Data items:
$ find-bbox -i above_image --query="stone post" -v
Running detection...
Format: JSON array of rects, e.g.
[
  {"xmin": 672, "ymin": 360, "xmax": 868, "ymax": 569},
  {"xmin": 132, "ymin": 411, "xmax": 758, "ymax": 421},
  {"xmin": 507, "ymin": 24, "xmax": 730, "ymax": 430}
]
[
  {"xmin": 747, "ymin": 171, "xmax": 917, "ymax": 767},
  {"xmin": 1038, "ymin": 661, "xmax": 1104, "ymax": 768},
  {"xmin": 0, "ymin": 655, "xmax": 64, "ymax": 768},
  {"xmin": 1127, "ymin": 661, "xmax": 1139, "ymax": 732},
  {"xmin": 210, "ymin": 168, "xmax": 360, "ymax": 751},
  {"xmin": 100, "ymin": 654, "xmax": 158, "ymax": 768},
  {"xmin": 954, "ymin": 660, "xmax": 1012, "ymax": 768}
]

§ EXERCISE AIM
Extract the data in full. Keep it word for word.

§ WRITTEN ANSWER
$ find-bbox -i above_image --query="stone post" -v
Running detection...
Format: JSON array of rects, e.g.
[
  {"xmin": 672, "ymin": 360, "xmax": 868, "ymax": 569},
  {"xmin": 132, "ymin": 411, "xmax": 758, "ymax": 421},
  {"xmin": 507, "ymin": 24, "xmax": 730, "ymax": 430}
]
[
  {"xmin": 747, "ymin": 171, "xmax": 917, "ymax": 767},
  {"xmin": 1038, "ymin": 661, "xmax": 1104, "ymax": 768},
  {"xmin": 0, "ymin": 655, "xmax": 64, "ymax": 768},
  {"xmin": 1127, "ymin": 661, "xmax": 1139, "ymax": 732},
  {"xmin": 210, "ymin": 168, "xmax": 360, "ymax": 751},
  {"xmin": 100, "ymin": 654, "xmax": 158, "ymax": 768},
  {"xmin": 954, "ymin": 660, "xmax": 1012, "ymax": 768}
]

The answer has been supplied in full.